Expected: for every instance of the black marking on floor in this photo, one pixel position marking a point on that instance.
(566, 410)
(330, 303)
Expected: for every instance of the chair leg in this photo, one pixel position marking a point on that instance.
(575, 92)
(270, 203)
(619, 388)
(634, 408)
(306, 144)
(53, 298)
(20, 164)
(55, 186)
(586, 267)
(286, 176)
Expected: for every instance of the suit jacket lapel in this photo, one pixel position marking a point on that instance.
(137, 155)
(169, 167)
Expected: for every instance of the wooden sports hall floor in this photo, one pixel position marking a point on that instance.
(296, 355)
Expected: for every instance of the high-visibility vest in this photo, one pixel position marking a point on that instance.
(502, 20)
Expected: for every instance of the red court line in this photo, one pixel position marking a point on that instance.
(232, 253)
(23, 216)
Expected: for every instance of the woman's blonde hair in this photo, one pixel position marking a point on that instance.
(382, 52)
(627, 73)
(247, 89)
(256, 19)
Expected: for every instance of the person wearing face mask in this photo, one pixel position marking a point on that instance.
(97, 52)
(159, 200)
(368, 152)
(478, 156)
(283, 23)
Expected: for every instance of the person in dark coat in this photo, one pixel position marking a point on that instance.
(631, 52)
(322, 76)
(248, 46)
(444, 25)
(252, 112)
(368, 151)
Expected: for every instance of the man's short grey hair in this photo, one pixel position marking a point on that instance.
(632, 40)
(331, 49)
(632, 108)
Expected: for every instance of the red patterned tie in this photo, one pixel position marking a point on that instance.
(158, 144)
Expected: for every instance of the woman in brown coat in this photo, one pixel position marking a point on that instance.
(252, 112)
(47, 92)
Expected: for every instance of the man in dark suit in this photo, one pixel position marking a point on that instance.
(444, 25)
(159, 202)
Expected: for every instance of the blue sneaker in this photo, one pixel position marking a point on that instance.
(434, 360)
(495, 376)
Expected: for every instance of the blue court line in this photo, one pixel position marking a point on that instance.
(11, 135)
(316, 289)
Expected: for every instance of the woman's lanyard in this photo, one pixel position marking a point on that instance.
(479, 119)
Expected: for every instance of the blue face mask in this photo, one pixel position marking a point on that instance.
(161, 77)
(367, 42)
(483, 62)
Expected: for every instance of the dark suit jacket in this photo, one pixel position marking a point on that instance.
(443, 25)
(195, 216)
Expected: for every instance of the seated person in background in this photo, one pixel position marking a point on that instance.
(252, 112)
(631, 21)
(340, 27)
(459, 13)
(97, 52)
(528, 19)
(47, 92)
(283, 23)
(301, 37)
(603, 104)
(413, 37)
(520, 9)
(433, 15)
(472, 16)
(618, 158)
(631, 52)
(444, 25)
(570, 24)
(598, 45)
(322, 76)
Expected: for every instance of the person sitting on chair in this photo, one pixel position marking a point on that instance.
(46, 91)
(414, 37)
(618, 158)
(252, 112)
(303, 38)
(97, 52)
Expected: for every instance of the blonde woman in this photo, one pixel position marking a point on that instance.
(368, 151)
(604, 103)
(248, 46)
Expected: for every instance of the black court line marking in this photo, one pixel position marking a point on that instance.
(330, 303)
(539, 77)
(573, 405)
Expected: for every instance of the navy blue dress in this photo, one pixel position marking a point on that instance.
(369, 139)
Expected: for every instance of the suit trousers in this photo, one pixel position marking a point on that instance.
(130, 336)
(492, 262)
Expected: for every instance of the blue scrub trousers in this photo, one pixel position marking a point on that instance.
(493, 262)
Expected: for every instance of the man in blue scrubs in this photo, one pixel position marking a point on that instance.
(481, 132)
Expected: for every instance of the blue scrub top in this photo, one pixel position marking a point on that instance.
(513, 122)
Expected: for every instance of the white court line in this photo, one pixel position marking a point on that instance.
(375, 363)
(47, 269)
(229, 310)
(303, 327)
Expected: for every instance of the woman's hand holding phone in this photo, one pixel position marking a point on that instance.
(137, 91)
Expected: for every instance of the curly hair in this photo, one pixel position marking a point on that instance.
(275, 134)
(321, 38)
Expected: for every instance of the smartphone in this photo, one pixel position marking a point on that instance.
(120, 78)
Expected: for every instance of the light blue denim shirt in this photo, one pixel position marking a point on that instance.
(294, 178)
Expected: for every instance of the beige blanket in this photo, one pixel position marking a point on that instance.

---*---

◆ **WHAT IS NEEDED**: Without skipping anything, transcribe every line above exactly.

◆ **TASK OUTPUT**:
Expected: for every instance of the black marking on floor in this photo, one pixel position marking a point on that instance.
(566, 410)
(330, 303)
Expected: for every instance of the chair leg in this photo, one pixel position marking a point on that instance.
(575, 92)
(270, 203)
(619, 388)
(634, 408)
(306, 144)
(53, 298)
(20, 164)
(55, 186)
(586, 267)
(286, 176)
Expected: for every instance of the suit jacket lapel in this photo, one pixel position marking a point on that instance.
(137, 155)
(169, 167)
Expected: for every instance of the wooden sports hall floor in this photo, one pixel position marking a point on that instance.
(296, 355)
Expected: for every instance of the high-visibility vest in this photo, one pixel position marking a point on that instance.
(502, 20)
Expected: for every instance of the red court line in this photo, one pixel position marking a point on that instance.
(232, 253)
(23, 216)
Expected: for every instance of the woman's blonde hair in this photo, one pixel position marking a point on that instance.
(382, 52)
(627, 73)
(247, 89)
(256, 19)
Expected: for every instance of the person wearing face mask in this photo, one pixel position marking a point on that instance.
(97, 52)
(159, 200)
(368, 152)
(478, 156)
(283, 23)
Expected: for every instance of the person in dark coat in this photo, one pixel position marking a point on that instance.
(631, 52)
(322, 76)
(248, 46)
(444, 25)
(252, 112)
(368, 151)
Expected: for every instance of the man's short grey hair in this photo, one pixel position marking a point on that instance.
(632, 40)
(331, 49)
(632, 108)
Expected: for every instance of the red patterned tie in this photo, one pixel position marking a point on that instance.
(158, 144)
Expected: for every instance of the woman in brown coat in this photo, one pixel position marking a point on that instance.
(252, 112)
(47, 92)
Expected: for every instance of the man in dark suit in this photo, one pixel position marking a point on that instance.
(444, 25)
(159, 202)
Expected: for every instance of the blue sneaker in this photo, one pixel position marking a point on that instance.
(434, 360)
(495, 376)
Expected: for every instance of the blue court line in this photo, one pixel position marking a point on that instance.
(11, 135)
(316, 289)
Expected: for every instance of the woman's lanyard in this photo, one pixel position marking a point on that instance.
(479, 119)
Expected: for every instance of the blue face mask in this photo, one pixel position marking a point on that instance.
(161, 77)
(367, 42)
(483, 62)
Expected: for every instance of the dark suit jacket in this photo, one pixel position marking a point on that instance.
(443, 25)
(195, 216)
Expected: for every instance of the seated person in background in this photo, one pixel position marking a point on that instance.
(252, 112)
(631, 21)
(340, 27)
(459, 13)
(97, 52)
(528, 19)
(47, 92)
(283, 23)
(301, 37)
(603, 104)
(413, 37)
(520, 9)
(433, 15)
(472, 16)
(618, 158)
(631, 52)
(444, 25)
(570, 24)
(598, 45)
(322, 76)
Expected: for every instance of the person sitting on chair in this photo, one pixel position marking a point on that instance.
(46, 91)
(414, 37)
(618, 158)
(252, 112)
(303, 38)
(97, 52)
Expected: for every instance of the blonde woman in this photo, one pixel position marking a point on that instance.
(368, 151)
(604, 103)
(248, 46)
Expected: for every instance of the black court line marking in this photo, one pixel position marking a point on that instance.
(330, 303)
(539, 77)
(573, 405)
Expected: for every instance of the navy blue dress in this photo, one pixel position marking a point on that instance.
(369, 139)
Expected: for every instance of the suit trousers in this photo, one pixel position marking a point on that instance.
(130, 336)
(492, 262)
Expected: for every instance of the blue scrub trousers in this photo, one pixel position marking a point on that instance.
(493, 262)
Expected: for every instance of the man in blue scrubs in this photo, one pixel position marking a point on that instance.
(481, 132)
Expected: for every instance of the blue scrub top in this photo, one pixel position marking a point on that instance.
(513, 122)
Expected: for every instance of the white court line in this photo, one pixel position marking a point on that instance.
(375, 363)
(47, 269)
(229, 310)
(303, 327)
Expected: for every instance of the woman's hand holding phone in this photo, one pixel position marking a point on that instance.
(137, 91)
Expected: for every instance of the curly hair in this photo, one pixel position marking a point on that instance.
(275, 134)
(321, 38)
Expected: for every instance of the smartphone in this photo, one pixel position marking a point on that instance.
(120, 78)
Expected: for every instance of the light blue denim shirt in this photo, one pixel position marking a point on that instance.
(294, 178)
Expected: for every instance of the beige blanket in this photo, one pixel position marking a point on that instance.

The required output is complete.